▶ [REQUIRED WORK]:
• a. List every person the article on the end of Cambridge's Covid-19 rules names.
• b. Write out the part of the article on the end of Cambridge's Covid-19 rules that starts at "The rules, structures" and ends at "and streets citywide.", word for word.

▶ [EXTRACT PROVIDED]:
#####
Tuesday, April 23, 2024

Elaborate and expensive patios created on sidewalks and streets, such as this one at Charlie’s Kitchen in Harvard Square, may become defunct with a state of emergency ending June 15. (Photo: Marc Levy)

The rules, structures and aid to the public that Cambridge put in place over 14 months of pandemic were upended Monday with news that Gov. Charlie Baker would end virtually all Covid-19 restrictions on businesses and gatherings May 29, in line with guidelines released Thursday by the U.S. Centers for Disease Control and Prevention.

In addition, Baker said he would end Massachusetts’ state of emergency June 15, which means restrictions put in place by cities and towns under that umbrella expire 60 days later – including eviction moratoriums and the rules enabling the outdoor dining patios set up on sidewalks and streets citywide.

“We’ll have an opinion shortly, but taking the state of emergency off really takes it out of our hands,” City Manager Louis A. DePasquale told city councillors at their meeting. “The early answer is that I don’t think we’re going to have a lot of options.”

As of May 29, fully vaccinated people can take their masks off anywhere except in public and private transit vehicles and stations – meaning for the MBTA, but also for Lyfts, Ubers and taxis, and airports and airplanes; child-focused facilities such as schools; and in health care and “congregate care” settings from hospitals to homeless shelters. Businesses can continue to set their own rules on masks and customer vaccination status.

So may cities and towns. But though DePasquale said his staff had only hours Monday to start thinking through the ramifications and “will revisit this issue,” he also signaled that Cambridge might loosen up its mask rules quickly.

“We are at this point in time leaning toward aligning with the governor’s guidelines,” DePasquale said.

Even nightclubs – hundreds of sweaty people in a confined space for a night of dancing and drinking – would be exempt from the limits of the past months, in DePasquale’s interpretation, though he warned again that “we only got this today.”
#####
▶ [RECORDS PROVIDED]:
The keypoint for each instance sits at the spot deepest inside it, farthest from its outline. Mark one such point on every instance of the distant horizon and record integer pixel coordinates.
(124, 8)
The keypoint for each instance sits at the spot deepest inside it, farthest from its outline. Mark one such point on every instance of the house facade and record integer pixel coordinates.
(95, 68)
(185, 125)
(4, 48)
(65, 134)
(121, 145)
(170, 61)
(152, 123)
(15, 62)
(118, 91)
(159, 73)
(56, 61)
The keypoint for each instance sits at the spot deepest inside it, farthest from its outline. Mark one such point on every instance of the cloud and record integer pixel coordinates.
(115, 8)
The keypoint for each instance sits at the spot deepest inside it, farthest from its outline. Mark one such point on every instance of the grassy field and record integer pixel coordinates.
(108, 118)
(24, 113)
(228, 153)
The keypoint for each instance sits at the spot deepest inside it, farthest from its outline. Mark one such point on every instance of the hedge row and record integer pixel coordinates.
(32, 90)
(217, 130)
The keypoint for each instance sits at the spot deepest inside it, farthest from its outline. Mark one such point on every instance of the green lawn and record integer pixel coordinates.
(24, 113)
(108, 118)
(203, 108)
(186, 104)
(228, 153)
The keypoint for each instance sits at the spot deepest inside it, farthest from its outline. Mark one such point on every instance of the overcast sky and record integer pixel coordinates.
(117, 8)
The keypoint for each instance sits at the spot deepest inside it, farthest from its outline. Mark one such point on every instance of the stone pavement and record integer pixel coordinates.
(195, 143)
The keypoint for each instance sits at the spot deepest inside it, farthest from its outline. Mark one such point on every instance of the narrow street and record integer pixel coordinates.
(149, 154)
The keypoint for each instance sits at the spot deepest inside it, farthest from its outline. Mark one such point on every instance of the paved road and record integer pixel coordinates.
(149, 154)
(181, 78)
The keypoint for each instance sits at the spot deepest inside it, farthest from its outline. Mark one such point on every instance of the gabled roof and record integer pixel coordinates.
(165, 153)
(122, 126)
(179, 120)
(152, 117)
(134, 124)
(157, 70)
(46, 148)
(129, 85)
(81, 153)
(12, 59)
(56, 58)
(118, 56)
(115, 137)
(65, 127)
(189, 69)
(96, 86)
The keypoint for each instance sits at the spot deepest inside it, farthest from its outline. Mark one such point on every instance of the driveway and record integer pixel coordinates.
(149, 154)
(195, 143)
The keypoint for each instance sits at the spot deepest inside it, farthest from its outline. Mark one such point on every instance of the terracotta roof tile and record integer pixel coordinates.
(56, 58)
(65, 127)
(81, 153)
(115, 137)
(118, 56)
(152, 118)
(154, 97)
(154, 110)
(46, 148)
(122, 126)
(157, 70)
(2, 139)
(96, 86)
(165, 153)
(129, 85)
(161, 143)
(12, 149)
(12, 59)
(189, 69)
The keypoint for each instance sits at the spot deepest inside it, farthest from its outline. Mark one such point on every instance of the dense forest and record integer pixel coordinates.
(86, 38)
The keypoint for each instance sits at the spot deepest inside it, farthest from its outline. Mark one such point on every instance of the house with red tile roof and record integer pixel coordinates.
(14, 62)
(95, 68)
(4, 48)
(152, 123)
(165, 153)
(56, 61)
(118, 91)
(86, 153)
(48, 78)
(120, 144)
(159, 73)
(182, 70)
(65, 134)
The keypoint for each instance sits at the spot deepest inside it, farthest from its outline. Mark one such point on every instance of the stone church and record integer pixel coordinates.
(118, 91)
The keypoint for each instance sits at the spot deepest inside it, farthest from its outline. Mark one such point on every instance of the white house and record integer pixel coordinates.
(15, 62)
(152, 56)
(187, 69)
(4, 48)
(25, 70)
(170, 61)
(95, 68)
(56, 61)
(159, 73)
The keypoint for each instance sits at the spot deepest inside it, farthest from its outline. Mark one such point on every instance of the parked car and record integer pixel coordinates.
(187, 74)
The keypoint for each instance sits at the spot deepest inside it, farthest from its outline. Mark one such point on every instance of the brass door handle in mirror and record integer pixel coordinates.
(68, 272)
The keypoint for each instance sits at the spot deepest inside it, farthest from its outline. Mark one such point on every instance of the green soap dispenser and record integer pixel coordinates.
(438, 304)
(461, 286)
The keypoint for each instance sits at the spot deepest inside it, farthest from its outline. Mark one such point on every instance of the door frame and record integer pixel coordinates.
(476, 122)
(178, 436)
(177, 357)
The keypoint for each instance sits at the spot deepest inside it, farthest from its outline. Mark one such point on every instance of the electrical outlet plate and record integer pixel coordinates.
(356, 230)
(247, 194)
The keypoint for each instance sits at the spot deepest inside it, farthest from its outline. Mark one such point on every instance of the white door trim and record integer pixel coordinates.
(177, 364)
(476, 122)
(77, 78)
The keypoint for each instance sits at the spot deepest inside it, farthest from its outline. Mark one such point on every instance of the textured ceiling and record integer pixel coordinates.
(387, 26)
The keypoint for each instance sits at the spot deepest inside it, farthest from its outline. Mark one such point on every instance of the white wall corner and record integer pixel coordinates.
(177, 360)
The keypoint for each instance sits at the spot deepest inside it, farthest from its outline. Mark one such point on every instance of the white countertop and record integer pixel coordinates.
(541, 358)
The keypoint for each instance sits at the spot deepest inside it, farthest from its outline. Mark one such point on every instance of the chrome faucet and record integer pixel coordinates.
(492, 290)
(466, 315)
#####
▶ [ANSWER SET]:
• a.
Marc Levy
Charlie Baker
Louis A. DePasquale

• b.
The rules, structures and aid to the public that Cambridge put in place over 14 months of pandemic were upended Monday with news that Gov. Charlie Baker would end virtually all Covid-19 restrictions on businesses and gatherings May 29, in line with guidelines released Thursday by the U.S. Centers for Disease Control and Prevention.

In addition, Baker said he would end Massachusetts’ state of emergency June 15, which means restrictions put in place by cities and towns under that umbrella expire 60 days later – including eviction moratoriums and the rules enabling the outdoor dining patios set up on sidewalks and streets citywide.